** BEGIN INPUT DATA **

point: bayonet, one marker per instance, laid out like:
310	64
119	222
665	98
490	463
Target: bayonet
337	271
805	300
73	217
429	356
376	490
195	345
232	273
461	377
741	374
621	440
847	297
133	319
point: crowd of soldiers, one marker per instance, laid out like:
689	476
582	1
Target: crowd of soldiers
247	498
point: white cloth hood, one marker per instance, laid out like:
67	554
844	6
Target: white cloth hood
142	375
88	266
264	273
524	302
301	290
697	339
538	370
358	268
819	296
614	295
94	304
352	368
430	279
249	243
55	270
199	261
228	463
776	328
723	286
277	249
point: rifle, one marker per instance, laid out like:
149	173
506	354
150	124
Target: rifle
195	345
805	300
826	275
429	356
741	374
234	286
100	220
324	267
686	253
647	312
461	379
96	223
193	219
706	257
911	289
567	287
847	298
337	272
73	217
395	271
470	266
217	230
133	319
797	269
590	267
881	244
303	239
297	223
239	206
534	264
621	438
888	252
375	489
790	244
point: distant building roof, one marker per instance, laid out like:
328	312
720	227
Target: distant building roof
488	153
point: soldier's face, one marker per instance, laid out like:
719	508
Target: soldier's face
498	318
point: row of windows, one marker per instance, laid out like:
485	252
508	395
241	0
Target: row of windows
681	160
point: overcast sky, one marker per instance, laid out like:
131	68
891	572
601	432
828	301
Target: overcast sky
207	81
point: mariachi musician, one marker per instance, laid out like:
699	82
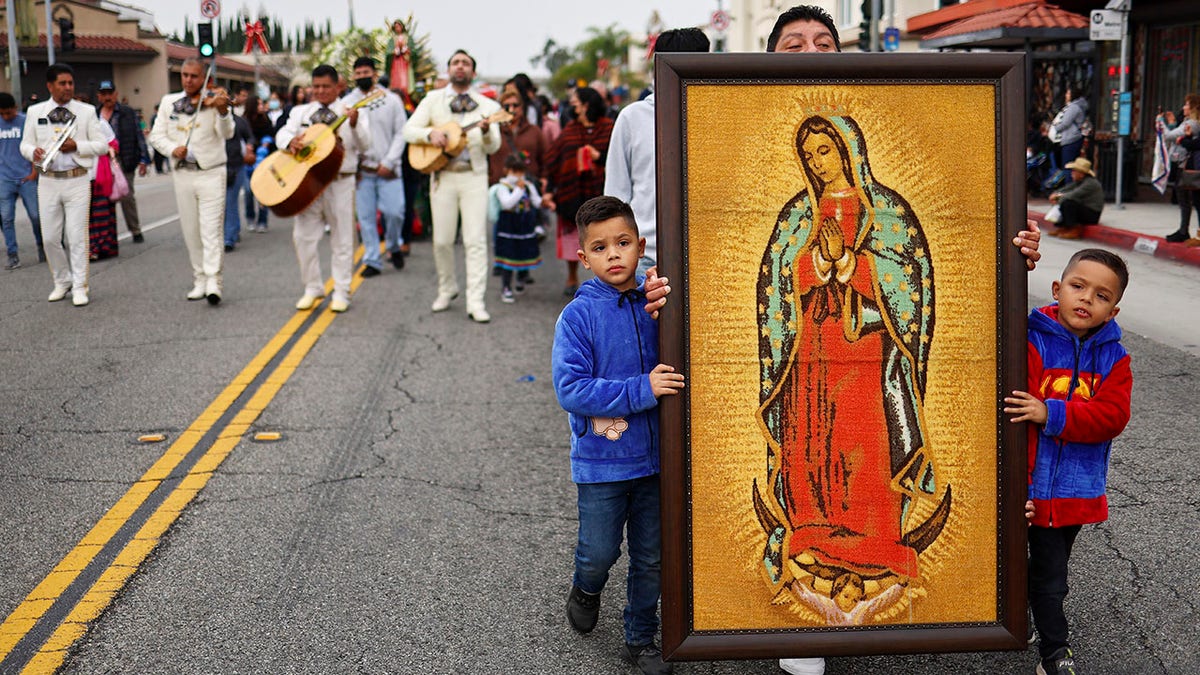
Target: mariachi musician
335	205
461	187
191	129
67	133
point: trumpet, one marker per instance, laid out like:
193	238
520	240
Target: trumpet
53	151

** END INPUT DATA **
** BEGIN INPUT DATA **

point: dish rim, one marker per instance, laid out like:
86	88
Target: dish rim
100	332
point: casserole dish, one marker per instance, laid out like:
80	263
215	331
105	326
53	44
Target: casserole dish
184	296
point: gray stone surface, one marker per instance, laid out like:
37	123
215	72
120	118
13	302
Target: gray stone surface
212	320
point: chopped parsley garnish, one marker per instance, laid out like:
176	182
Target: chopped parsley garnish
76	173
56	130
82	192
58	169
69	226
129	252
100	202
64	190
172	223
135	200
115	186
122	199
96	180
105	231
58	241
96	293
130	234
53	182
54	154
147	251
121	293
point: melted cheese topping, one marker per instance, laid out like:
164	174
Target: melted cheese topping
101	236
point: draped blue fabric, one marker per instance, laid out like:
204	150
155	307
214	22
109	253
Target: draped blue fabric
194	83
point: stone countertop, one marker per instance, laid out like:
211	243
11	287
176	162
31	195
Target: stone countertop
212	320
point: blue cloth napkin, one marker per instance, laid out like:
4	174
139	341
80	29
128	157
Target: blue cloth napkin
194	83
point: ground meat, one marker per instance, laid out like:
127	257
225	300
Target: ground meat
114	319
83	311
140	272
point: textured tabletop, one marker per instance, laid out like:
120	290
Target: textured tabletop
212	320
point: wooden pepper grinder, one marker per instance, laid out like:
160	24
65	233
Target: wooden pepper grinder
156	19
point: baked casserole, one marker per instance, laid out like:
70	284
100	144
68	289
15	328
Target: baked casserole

** END INPUT DATA **

**TASK TO COMPLETE:**
Display every line of the material above that contains the string "blue".

**COMPLETED EXERCISE:**
point: draped blue fabric, one marker per instance, laid out like:
Target: draped blue fabric
point: blue cloth napkin, one marker per instance, laid out like:
Target: blue cloth napkin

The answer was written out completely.